→ WHAT YOU WILL DO
Copy every one of the items below line for line, without changing anything.

======== INFORMATION SUPPLIED ========

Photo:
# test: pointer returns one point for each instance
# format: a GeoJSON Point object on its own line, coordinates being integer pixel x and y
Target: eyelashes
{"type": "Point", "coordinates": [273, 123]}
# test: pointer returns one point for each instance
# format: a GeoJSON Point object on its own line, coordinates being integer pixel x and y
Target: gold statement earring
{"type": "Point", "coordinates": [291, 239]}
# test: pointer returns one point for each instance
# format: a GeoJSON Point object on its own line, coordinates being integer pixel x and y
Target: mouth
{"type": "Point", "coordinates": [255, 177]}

========

→ FULL RESPONSE
Photo:
# test: pointer returns one point for each instance
# format: a GeoJSON Point object on its own line, coordinates being integer pixel x and y
Target: eyelashes
{"type": "Point", "coordinates": [273, 123]}
# test: pointer returns one point for each instance
# format: a GeoJSON Point object on its own line, coordinates being integer pixel x and y
Target: gold statement earring
{"type": "Point", "coordinates": [291, 239]}
# test: pointer returns one point for each instance
# format: a GeoJSON Point object on its own line, coordinates being integer pixel x and y
Target: mouth
{"type": "Point", "coordinates": [255, 177]}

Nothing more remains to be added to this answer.